**What the task asks:** The lines from the start of the records through the one containing "negative clicks: (322, 22)" are to be transcribed exactly, and nothing else.

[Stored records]
▼▼▼
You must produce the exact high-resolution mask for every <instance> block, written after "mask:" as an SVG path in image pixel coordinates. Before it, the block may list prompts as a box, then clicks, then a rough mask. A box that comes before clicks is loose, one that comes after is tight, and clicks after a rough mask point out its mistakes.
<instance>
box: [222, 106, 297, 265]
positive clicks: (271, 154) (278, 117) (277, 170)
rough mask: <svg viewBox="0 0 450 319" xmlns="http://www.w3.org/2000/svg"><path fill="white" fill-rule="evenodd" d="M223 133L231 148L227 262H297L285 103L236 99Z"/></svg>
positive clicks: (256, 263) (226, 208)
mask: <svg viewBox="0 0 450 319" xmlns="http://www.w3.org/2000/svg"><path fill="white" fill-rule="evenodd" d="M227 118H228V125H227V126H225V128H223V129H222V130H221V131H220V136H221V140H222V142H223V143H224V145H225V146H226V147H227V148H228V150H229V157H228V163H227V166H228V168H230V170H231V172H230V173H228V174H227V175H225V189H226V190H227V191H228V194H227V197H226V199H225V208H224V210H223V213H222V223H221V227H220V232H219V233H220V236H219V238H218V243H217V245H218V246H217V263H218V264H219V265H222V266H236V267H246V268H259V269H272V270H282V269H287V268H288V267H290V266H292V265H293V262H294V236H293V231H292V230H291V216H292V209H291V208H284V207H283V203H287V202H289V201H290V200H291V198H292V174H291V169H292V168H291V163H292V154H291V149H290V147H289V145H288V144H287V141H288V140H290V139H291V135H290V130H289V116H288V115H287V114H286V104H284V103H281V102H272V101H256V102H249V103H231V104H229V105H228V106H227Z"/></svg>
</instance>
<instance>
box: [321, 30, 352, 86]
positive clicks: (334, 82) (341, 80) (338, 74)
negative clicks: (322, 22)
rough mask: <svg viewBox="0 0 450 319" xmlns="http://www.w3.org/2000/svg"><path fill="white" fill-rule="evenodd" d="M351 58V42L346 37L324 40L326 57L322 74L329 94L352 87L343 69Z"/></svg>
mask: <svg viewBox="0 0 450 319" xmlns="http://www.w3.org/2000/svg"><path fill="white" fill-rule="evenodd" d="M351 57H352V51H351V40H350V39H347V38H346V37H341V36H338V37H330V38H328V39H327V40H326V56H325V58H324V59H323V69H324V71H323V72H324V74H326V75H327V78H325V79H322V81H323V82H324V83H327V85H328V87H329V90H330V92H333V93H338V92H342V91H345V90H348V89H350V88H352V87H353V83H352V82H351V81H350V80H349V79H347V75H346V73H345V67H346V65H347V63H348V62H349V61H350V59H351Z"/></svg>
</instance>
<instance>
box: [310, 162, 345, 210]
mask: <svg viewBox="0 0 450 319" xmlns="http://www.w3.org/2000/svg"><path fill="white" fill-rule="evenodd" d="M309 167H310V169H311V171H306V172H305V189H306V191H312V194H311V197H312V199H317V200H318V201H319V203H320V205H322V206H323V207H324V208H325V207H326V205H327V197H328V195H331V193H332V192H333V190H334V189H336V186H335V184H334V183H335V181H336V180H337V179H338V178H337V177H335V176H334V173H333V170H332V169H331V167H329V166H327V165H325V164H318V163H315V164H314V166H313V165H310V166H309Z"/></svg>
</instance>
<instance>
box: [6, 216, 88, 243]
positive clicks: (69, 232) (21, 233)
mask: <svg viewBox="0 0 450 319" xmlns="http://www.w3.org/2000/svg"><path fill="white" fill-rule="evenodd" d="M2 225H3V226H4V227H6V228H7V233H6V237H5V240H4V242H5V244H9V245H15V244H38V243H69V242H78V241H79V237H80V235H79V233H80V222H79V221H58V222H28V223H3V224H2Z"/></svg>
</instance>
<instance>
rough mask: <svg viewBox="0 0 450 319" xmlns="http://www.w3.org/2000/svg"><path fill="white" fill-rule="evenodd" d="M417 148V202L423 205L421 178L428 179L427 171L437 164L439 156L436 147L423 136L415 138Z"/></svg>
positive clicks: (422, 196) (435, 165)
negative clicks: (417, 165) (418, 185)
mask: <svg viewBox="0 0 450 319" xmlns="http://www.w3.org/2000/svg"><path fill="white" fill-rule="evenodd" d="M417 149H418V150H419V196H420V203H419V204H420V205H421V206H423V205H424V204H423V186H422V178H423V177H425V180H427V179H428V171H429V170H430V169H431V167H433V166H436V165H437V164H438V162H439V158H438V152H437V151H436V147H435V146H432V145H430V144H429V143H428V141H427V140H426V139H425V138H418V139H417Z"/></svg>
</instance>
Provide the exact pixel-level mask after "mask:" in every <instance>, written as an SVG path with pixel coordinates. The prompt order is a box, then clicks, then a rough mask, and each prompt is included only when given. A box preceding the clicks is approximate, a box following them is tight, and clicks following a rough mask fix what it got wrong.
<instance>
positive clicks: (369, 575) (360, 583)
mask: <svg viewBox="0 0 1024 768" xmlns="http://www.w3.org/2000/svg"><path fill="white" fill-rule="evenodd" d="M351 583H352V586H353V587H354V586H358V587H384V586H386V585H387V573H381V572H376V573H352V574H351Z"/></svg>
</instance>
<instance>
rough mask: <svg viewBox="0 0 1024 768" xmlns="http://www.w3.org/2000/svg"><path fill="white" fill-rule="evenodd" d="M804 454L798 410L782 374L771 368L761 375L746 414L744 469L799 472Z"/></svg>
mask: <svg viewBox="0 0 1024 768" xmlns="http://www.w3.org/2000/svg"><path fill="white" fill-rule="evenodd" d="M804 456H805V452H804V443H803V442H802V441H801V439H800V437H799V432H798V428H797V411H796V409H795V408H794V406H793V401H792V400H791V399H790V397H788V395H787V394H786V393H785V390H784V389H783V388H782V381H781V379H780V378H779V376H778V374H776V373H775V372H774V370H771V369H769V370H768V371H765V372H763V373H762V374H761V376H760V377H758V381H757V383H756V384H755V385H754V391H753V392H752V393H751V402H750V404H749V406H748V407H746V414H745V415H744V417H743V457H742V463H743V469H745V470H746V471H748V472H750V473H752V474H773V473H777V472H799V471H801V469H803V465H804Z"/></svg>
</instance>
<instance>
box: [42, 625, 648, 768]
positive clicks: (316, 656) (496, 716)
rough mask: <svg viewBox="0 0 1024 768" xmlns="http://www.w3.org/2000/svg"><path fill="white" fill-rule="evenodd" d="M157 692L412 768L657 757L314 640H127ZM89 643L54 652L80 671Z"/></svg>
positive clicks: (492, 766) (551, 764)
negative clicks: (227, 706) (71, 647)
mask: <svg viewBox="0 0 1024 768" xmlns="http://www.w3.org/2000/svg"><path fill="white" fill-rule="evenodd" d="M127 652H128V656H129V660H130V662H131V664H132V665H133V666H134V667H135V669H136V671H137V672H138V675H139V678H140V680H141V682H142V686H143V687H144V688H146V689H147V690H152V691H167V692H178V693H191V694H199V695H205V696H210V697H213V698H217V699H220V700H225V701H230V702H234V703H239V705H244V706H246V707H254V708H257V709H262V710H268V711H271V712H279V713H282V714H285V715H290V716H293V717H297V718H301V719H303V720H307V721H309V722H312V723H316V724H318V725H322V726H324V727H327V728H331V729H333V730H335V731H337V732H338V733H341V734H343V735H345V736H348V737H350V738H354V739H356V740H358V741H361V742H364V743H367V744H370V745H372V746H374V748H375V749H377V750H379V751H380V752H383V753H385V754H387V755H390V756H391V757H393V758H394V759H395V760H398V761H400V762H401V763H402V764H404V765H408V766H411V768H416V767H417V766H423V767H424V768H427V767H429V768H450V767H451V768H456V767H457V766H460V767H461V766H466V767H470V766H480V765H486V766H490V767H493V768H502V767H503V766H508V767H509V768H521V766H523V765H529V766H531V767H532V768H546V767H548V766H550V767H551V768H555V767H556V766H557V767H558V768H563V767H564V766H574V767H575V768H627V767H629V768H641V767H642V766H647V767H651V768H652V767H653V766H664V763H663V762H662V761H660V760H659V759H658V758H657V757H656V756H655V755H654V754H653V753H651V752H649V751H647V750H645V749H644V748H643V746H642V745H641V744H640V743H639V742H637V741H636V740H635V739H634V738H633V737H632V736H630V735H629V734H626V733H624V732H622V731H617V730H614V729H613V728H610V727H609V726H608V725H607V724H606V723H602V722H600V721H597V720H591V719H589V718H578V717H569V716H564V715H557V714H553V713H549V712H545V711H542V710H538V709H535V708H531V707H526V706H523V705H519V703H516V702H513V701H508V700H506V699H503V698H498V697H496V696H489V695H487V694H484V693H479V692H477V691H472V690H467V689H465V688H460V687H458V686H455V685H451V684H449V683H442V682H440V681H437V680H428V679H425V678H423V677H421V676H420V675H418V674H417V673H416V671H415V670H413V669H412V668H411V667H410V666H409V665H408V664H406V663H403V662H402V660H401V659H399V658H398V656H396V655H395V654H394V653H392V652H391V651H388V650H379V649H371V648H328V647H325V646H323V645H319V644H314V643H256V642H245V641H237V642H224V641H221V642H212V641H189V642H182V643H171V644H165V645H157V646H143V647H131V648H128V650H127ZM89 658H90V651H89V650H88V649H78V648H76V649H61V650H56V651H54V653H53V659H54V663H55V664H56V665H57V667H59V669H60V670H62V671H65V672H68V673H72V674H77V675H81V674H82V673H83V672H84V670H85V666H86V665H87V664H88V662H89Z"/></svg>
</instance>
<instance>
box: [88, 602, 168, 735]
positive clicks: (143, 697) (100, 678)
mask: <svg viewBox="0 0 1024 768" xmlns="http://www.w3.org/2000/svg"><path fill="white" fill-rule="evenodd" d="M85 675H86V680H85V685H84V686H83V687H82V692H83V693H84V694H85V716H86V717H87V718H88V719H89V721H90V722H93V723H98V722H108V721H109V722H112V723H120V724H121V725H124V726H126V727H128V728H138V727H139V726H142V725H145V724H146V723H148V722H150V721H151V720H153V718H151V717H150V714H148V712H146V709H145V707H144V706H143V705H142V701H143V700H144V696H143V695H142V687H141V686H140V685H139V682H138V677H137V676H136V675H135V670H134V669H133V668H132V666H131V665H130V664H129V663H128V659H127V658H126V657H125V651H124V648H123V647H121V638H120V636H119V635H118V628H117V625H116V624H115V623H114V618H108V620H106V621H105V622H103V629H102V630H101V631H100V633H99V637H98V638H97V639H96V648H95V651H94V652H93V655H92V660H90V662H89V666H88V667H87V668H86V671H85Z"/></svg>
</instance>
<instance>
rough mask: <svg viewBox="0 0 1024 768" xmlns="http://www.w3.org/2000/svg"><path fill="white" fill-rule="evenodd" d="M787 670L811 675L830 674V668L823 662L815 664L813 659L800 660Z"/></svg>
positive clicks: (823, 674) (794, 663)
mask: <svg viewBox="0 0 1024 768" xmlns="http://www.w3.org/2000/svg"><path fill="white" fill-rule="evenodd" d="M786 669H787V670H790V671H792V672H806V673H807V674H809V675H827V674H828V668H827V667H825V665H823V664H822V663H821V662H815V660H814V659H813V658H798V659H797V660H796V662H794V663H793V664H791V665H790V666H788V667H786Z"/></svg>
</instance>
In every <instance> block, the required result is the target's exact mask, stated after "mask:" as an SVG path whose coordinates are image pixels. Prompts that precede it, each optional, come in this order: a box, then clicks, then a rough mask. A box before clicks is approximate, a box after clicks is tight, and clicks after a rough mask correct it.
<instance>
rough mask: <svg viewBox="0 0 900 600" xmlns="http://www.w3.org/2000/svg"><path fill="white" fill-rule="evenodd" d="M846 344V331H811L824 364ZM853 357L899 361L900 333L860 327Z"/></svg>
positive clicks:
▲▲▲
**Solution for this exercise:**
You must produce the exact high-resolution mask for every <instance> block, written after "mask:" as an SVG path in image pixel coordinates. Before it, the block may list prompts as a box, then clicks, then a rough mask. A box that comes before clicks is loose, one that comes after is tight, and clicks after a rough mask point out its mistakes.
<instance>
box: [222, 106, 297, 265]
positive clicks: (271, 154) (278, 117) (277, 170)
rough mask: <svg viewBox="0 0 450 319" xmlns="http://www.w3.org/2000/svg"><path fill="white" fill-rule="evenodd" d="M223 133L231 148L227 262H297L285 103L236 99Z"/></svg>
positive clicks: (256, 263) (226, 208)
mask: <svg viewBox="0 0 450 319" xmlns="http://www.w3.org/2000/svg"><path fill="white" fill-rule="evenodd" d="M227 118H228V125H227V126H225V128H223V129H222V130H221V131H220V136H221V140H222V142H223V143H224V145H225V146H226V147H227V148H228V150H229V157H228V163H227V166H228V168H230V170H231V172H230V173H228V174H227V175H225V189H226V190H227V191H228V194H227V197H226V199H225V208H224V210H223V213H222V223H221V227H220V232H219V233H220V236H219V238H218V243H217V245H218V246H217V263H218V264H219V265H222V266H236V267H246V268H259V269H272V270H282V269H287V268H288V267H290V266H292V265H293V262H294V236H293V231H292V230H291V216H292V209H291V208H284V207H283V203H287V202H289V201H290V200H291V198H292V174H291V169H292V168H291V163H292V154H291V149H290V147H289V145H288V144H287V141H288V140H290V139H291V135H290V130H289V116H288V115H287V114H286V104H284V103H281V102H272V101H256V102H249V103H231V104H229V105H228V106H227Z"/></svg>
</instance>
<instance>
box: [321, 30, 352, 86]
positive clicks: (334, 82) (341, 80) (338, 74)
negative clicks: (322, 22)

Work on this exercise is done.